PROBLEMS AND TASKS |
- a) Please return the part of the page on semantic search for clinical notes starting at "Keyword + vector" and ending at "in the prompt.".
- b) Summarize the page on semantic search for clinical notes in two sentences.
- c) Continue the page on semantic search for clinical notes from its last sentence onward.

(EXTRACT PROVIDED)

Semantic Search for Clinical Notes

why it's different

You search the meaning, not the schema

"Find when this kid's anxiety started spiking around school" is a clinical question, not a FHIR query. bonfireDB embeds your clean operational views — notes, assessments, timelines — and runs hybrid search over them. Keyword recall catches the codes and exact phrases; vector recall catches the way a clinician actually wrote it.

Hybrid, not just vectors

Keyword + vector together. Exact-match precision where it matters, semantic recall where the wording varies.

Clean views, not raw FHIR

Search reads the same readable projections your app does — never raw Bundle JSON the agents can't parse.

ABAC at retrieval

Permissions enforced per-hit at query time. Filtering happens before results leave the database, never in the prompt.

Cited to the source

Every result points back to the record it came from. No floating snippets, no "trust me" answers.

(End EXTRACT PROVIDED)
(INPUT DATA)

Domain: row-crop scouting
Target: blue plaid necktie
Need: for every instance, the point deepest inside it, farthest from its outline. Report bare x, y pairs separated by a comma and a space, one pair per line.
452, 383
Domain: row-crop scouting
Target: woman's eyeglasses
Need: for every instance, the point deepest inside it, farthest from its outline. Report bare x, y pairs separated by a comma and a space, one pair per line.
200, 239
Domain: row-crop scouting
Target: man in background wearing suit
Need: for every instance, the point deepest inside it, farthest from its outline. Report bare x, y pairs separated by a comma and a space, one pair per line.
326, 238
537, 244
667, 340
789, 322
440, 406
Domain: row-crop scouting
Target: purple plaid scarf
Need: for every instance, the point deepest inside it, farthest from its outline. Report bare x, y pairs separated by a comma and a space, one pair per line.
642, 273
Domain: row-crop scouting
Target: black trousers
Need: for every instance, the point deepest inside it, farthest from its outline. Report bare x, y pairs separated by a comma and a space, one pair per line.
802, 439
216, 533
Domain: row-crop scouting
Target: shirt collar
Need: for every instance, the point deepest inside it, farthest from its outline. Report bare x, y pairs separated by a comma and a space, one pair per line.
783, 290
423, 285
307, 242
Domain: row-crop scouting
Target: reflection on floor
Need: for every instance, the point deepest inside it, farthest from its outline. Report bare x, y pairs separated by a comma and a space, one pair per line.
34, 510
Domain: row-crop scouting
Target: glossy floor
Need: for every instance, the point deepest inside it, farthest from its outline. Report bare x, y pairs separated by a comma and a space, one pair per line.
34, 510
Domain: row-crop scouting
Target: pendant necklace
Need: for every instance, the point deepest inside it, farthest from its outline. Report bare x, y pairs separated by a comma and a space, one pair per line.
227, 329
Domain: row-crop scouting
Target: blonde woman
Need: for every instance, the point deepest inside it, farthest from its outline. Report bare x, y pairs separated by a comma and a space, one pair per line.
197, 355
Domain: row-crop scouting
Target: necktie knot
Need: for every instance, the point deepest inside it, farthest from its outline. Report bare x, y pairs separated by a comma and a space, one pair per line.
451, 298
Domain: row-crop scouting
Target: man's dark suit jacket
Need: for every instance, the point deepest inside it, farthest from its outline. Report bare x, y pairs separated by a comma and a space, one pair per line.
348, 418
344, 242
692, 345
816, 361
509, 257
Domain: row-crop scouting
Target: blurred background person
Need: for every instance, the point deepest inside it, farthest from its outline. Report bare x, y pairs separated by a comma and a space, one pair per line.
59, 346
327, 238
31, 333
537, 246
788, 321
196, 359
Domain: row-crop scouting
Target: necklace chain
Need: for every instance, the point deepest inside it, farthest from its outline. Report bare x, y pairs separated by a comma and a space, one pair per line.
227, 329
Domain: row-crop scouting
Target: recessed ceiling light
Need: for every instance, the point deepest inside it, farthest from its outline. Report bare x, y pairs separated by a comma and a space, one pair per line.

(End INPUT DATA)

RESPONSES |
- a)
Keyword + vector together. Exact-match precision where it matters, semantic recall where the wording varies.

Clean views, not raw FHIR

Search reads the same readable projections your app does — never raw Bundle JSON the agents can't parse.

ABAC at retrieval

Permissions enforced per-hit at query time. Filtering happens before results leave the database, never in the prompt.

- b) bonfireDB embeds clean operational views such as notes, assessments, and timelines, then runs hybrid search over them, combining keyword recall for codes and exact phrases with vector recall for varied clinical wording. The search reads readable projections rather than raw FHIR, enforces permissions per hit at query time, and points every result back to the record it came from.

- c)
One Postgres. Vectors next to the data.

bonfireDB stores embeddings in pgvector inside the same Postgres that holds the source of truth. No second vector store to sync, no copy of PHI shipped to a third-party index, no drift between "what's in the DB" and "what's searchable."

✓ Vectors stored beside the rows they describe — same database, same backups, same boundary.

✓ Embeddings generated under your BAA — Bedrock running in your VPC, PHI never leaves the perimeter.

✓ Filtering, scoping, and similarity in one query — no fan-out to an external service.

pgvector + Postgres + Bedrock-in-VPC. Nothing new to operate.

search.ts

const hits = await clinical.search.hybrid({
  patientId,
  query: "worsening anxiety around school stress",
  citations: true
})

// hits are ABAC-scoped to this caller,
// ranked by keyword + vector relevance,
// each carrying a citation to its source record
hits.map(h => ({
  view: h.source.view,        // notesByPatient | timeline | ...
  score: h.score,
  cite: h.source.recordId,    // the record this came from
  snippet: h.snippet
}))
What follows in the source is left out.